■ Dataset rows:
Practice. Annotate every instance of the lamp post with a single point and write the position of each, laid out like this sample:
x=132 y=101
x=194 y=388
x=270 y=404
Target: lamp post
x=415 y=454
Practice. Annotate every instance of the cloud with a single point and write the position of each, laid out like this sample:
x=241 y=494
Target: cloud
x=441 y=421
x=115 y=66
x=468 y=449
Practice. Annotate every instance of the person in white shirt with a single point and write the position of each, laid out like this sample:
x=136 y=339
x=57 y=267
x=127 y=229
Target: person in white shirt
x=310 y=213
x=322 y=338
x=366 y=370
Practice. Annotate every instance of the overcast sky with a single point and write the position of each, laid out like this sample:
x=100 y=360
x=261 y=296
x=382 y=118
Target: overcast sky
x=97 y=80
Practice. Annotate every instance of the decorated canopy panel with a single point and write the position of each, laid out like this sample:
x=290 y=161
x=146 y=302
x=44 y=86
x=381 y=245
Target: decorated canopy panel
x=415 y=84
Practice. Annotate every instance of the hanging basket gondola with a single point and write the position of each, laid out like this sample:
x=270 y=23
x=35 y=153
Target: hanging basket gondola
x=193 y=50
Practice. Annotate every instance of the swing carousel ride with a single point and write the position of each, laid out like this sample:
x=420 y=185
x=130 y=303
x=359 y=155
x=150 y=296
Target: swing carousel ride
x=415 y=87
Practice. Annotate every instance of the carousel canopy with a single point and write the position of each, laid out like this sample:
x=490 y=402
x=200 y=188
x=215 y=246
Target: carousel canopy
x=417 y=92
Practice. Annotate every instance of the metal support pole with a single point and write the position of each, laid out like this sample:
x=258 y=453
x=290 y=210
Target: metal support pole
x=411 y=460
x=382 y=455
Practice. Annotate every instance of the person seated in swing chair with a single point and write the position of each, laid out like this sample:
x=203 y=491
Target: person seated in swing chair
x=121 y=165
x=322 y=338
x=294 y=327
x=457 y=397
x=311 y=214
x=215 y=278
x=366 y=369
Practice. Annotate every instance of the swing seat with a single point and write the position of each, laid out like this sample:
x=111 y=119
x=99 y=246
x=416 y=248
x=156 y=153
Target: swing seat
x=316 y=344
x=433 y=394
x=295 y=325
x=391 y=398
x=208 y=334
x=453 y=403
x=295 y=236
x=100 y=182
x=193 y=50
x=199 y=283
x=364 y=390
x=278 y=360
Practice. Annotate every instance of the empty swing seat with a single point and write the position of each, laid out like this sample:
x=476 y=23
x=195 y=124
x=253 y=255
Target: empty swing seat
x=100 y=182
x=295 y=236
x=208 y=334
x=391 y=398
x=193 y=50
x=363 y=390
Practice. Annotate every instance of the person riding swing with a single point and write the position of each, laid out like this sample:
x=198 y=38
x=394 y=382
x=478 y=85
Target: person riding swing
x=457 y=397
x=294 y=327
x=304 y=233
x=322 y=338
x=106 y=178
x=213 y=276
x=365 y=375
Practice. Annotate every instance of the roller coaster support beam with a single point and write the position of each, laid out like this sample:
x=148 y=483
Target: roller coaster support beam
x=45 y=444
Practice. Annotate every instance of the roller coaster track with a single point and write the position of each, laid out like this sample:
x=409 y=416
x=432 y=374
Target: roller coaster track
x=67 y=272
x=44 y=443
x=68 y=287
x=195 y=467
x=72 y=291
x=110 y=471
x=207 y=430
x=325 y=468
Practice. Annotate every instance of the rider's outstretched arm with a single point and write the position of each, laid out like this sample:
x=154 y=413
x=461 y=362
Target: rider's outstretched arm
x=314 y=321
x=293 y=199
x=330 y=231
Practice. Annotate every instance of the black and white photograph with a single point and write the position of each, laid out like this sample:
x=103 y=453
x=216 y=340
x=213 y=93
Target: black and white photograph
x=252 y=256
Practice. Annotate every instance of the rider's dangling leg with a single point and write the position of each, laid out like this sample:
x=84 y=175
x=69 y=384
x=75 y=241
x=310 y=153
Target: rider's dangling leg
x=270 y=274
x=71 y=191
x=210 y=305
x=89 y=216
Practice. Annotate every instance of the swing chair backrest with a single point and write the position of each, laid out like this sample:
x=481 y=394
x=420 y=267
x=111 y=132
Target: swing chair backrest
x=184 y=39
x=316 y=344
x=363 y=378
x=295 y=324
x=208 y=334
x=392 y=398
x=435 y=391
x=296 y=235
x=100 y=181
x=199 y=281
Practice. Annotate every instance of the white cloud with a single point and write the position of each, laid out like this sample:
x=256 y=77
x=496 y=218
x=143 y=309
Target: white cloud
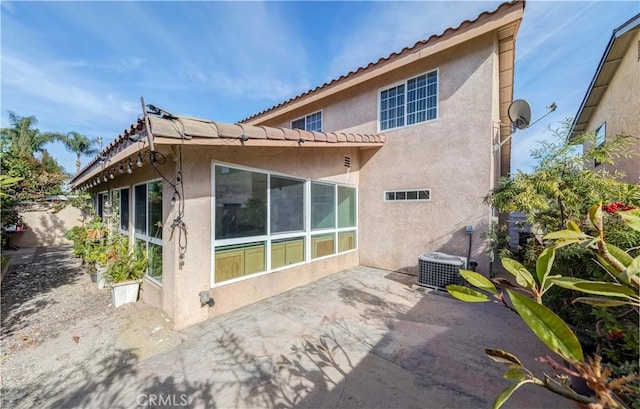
x=390 y=26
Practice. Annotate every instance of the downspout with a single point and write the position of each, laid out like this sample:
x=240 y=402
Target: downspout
x=148 y=125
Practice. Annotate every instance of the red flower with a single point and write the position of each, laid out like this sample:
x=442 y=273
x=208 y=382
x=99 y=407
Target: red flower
x=616 y=206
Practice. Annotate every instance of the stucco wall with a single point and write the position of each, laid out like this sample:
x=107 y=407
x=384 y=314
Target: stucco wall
x=619 y=108
x=451 y=156
x=179 y=293
x=46 y=227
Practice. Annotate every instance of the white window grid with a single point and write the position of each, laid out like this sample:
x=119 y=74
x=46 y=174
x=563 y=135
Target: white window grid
x=311 y=122
x=409 y=102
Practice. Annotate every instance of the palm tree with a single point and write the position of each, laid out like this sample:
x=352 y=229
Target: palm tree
x=80 y=145
x=23 y=138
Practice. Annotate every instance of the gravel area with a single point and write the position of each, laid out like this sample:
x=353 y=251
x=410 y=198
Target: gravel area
x=56 y=324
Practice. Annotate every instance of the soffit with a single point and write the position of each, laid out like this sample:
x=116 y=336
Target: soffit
x=175 y=130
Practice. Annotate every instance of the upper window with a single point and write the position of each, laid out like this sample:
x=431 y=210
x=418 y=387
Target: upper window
x=412 y=102
x=601 y=134
x=311 y=122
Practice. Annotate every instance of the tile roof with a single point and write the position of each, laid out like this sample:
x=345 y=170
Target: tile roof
x=179 y=127
x=201 y=128
x=393 y=56
x=617 y=47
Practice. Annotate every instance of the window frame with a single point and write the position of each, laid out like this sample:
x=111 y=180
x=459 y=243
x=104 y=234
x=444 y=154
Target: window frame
x=270 y=237
x=118 y=206
x=599 y=140
x=405 y=199
x=132 y=223
x=306 y=122
x=405 y=82
x=99 y=203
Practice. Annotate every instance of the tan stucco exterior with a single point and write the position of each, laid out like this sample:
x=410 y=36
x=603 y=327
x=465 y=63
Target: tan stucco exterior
x=452 y=156
x=619 y=110
x=46 y=227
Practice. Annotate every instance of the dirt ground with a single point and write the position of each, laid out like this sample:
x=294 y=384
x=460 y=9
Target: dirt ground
x=53 y=316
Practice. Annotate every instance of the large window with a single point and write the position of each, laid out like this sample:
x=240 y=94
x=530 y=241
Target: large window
x=323 y=206
x=264 y=221
x=124 y=209
x=120 y=209
x=600 y=137
x=241 y=203
x=147 y=221
x=287 y=204
x=412 y=102
x=311 y=122
x=407 y=195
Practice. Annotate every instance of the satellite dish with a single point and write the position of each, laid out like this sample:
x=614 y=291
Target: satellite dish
x=520 y=113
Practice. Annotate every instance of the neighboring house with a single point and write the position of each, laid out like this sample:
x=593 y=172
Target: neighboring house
x=612 y=103
x=376 y=168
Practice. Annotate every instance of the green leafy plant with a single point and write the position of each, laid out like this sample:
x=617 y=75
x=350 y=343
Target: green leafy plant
x=526 y=299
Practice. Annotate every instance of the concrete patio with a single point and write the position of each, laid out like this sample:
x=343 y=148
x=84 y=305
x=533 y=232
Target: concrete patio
x=361 y=338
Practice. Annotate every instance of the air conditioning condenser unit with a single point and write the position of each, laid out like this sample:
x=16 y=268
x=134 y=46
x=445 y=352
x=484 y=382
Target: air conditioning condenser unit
x=438 y=270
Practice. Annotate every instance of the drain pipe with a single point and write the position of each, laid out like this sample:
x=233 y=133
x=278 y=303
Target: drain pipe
x=469 y=231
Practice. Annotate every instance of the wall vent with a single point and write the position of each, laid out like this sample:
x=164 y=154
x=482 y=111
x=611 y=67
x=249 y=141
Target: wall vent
x=438 y=270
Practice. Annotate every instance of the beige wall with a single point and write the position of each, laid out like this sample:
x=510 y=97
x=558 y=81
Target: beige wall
x=46 y=227
x=452 y=156
x=619 y=108
x=179 y=294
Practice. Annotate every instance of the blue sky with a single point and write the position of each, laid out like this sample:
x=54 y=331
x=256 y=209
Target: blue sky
x=83 y=66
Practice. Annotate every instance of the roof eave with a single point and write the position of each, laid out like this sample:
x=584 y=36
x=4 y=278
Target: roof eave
x=581 y=119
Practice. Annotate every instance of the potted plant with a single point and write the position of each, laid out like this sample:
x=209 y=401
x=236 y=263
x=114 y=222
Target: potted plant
x=125 y=268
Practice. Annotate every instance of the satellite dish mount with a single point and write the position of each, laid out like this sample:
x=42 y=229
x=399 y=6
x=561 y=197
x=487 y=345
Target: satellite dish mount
x=520 y=116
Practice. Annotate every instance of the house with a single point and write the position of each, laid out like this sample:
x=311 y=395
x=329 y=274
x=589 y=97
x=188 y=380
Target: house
x=376 y=167
x=612 y=102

■ Task prompt: Rewrite the stretch from the line containing "Practice. Annotate every instance of the roller coaster support" through the line containing "x=325 y=468", renaming "roller coaster" to "coaster" throughout and leaving everything else unchanged. Give only those lines.

■ Right answer:
Practice. Annotate every instance of the coaster support beam with a single point and write the position of each, laid out like this sample:
x=148 y=483
Target: coaster support beam
x=45 y=444
Practice. Annotate every instance of the coaster track with a single point and write the position of each, laid out like this sample:
x=409 y=416
x=432 y=374
Target: coaster track
x=67 y=272
x=44 y=443
x=68 y=287
x=195 y=467
x=72 y=291
x=110 y=471
x=207 y=430
x=325 y=468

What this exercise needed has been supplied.